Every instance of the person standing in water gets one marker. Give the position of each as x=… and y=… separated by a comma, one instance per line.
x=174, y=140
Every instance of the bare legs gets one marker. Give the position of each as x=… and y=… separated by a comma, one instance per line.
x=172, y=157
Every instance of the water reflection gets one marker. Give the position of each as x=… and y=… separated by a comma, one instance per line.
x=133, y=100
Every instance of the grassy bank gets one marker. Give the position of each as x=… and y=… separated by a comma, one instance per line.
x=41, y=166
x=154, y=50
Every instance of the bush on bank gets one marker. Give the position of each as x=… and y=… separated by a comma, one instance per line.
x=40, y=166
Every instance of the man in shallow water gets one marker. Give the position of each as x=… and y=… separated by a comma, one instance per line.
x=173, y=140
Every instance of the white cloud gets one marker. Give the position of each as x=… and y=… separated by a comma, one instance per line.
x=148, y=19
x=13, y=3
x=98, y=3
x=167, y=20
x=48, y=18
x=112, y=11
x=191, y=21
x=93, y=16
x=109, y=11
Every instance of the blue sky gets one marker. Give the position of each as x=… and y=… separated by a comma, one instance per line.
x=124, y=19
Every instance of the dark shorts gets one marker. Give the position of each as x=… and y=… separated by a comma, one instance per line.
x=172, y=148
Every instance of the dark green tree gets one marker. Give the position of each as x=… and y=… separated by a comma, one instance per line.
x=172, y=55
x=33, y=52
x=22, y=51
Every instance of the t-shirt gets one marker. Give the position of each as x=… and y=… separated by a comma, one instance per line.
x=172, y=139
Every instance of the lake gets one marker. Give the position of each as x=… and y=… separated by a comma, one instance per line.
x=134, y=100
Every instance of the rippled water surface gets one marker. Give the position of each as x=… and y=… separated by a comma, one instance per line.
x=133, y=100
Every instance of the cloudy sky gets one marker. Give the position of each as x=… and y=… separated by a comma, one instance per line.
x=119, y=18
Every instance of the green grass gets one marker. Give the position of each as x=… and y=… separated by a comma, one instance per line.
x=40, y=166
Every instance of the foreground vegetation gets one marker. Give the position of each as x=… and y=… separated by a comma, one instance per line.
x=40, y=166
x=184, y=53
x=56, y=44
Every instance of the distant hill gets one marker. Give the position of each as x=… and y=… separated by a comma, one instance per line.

What is needed
Can you give the material as a JSON list of strings, one string per line with blank lines left out, starting with the line with "Every instance of the dark shorts" and going on through the line with "x=172, y=148"?

Problem solution
[
  "Every instance of the dark shorts gets one marker. Give the position of each as x=… and y=… separated by a comma, one instance per line.",
  "x=172, y=148"
]